┌─ GIVEN PASSAGE

The Broad Institute’s All of Us (AoU) Genome Center and All of Us Data and Research Center have led multiple aspects of variant discovery and data releases for this national biobank initiative. In June 2024, the laboratory of institute member and All of Us Co-I Mike Talkowski, including Emma Pierce-Hoffman, Mark Walker, Harrison Brand, Chris Whelan, Xuefang Zhao, Kirtana Veeraraghavan, Shadi Zaheri, and Nehir Kurtas have released a new structural variant discovery catalog from short-read genome sequencing in nearly 100,000 individuals. This resource includes over 1.5 million structural variants and uses identical methods to those applied to and released in gnomAD v4. The ability to capture and analyze structural information from genome sequencing has catalyzed new discoveries in population genetics, genome biology, disease association, and variant interpretation, and these analyses are now openly accessible in All of Us using the Researcher Workbench. Visit the AoU user support hub to get started.

On June 17, 2024, the All of Us Research Program released the structural variant (SV) genomic data representing 97,940 participants in the Researcher Workbench for use by registered researchers with Controlled Tier access. There are over 1.5 million SV sites in the dataset. With this release of SV data, we increased the percentage of srWGS samples that have SV data to 40%. The data complements the existing genomic data available on the Workbench, where researchers can analyze 312,945 array samples, 245,394 srWGS SNP and Indel samples, and 1,027 long-read whole genome sequencing (lrWGS) samples. The genomic data is paired with other health and survey data available on the Workbench. Quality control processes performed independently and across samples indicate that these data are ready for general analysis.

└─
┌─ SOURCE MATERIAL

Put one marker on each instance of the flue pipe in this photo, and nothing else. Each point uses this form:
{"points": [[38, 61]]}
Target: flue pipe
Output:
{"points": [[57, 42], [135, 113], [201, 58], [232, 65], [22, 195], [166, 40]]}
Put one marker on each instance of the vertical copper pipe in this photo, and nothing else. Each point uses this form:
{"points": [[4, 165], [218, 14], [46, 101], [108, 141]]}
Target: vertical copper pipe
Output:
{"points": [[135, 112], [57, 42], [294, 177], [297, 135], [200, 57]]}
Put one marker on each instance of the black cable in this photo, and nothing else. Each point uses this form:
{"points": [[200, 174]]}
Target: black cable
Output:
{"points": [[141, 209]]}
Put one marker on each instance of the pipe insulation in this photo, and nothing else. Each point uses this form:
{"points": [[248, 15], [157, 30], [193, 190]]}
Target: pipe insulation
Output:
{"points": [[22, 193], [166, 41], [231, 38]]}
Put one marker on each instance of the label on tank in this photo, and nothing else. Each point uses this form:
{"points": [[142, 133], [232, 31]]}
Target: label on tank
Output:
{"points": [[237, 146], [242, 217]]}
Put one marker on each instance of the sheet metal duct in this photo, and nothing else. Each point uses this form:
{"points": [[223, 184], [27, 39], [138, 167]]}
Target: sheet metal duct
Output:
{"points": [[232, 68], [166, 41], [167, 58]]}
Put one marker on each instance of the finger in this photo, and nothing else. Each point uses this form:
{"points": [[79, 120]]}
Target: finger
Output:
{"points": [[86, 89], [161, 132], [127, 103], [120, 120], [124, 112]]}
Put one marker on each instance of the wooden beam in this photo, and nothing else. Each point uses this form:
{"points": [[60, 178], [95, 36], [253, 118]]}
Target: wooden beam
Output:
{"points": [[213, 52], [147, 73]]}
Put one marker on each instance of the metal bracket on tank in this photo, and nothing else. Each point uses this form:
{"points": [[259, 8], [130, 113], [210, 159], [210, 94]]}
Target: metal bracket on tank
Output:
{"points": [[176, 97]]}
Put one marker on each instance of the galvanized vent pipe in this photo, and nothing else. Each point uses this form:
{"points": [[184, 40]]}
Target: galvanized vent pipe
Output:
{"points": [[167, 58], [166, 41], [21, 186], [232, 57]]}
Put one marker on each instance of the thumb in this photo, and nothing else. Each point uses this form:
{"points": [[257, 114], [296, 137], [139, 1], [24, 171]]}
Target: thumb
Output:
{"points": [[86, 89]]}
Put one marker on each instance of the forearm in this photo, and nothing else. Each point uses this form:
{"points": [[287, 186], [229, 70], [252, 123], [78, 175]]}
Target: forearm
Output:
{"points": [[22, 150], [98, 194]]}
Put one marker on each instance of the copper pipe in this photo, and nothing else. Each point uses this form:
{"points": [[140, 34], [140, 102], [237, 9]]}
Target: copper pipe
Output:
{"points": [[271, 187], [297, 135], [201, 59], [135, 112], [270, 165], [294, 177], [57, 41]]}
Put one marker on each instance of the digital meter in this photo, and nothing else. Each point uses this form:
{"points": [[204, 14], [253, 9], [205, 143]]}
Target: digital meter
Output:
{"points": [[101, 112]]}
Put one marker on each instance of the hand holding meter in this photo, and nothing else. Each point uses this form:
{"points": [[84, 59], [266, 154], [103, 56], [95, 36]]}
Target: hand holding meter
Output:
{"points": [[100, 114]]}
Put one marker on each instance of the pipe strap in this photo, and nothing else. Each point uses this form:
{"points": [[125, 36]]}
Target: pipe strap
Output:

└─

» TO DO
1 - Using the passage on the All of Us structural variant release, decide whether each statement agrees with it: (a) the SV data released on June 17, 2024 represents 97,940 participants; (b) the Workbench holds 1,027 array samples; (c) the structural variant catalog was built with methods that differ from those used in gnomAD v4. Answer yes or no for each and quote the deciding words.
2 - Rewrite the part of the passage on the All of Us structural variant release starting with "On June 17, 2024, the" and going on through "for general analysis.", with "percentage" replaced by "proportion".
The records were taken from a separate source.

» TASK SOLUTIONS
1 -
(a) Yes: "released the structural variant (SV) genomic data representing 97,940 participants"
(b) No: "312,945 array samples" (the 1,027 figure refers to "1,027 long-read whole genome sequencing (lrWGS) samples")
(c) No: "uses identical methods to those applied to and released in gnomAD v4"

2 -
On June 17, 2024, the All of Us Research Program released the structural variant (SV) genomic data representing 97,940 participants in the Researcher Workbench for use by registered researchers with Controlled Tier access. There are over 1.5 million SV sites in the dataset. With this release of SV data, we increased the proportion of srWGS samples that have SV data to 40%. The data complements the existing genomic data available on the Workbench, where researchers can analyze 312,945 array samples, 245,394 srWGS SNP and Indel samples, and 1,027 long-read whole genome sequencing (lrWGS) samples. The genomic data is paired with other health and survey data available on the Workbench. Quality control processes performed independently and across samples indicate that these data are ready for general analysis.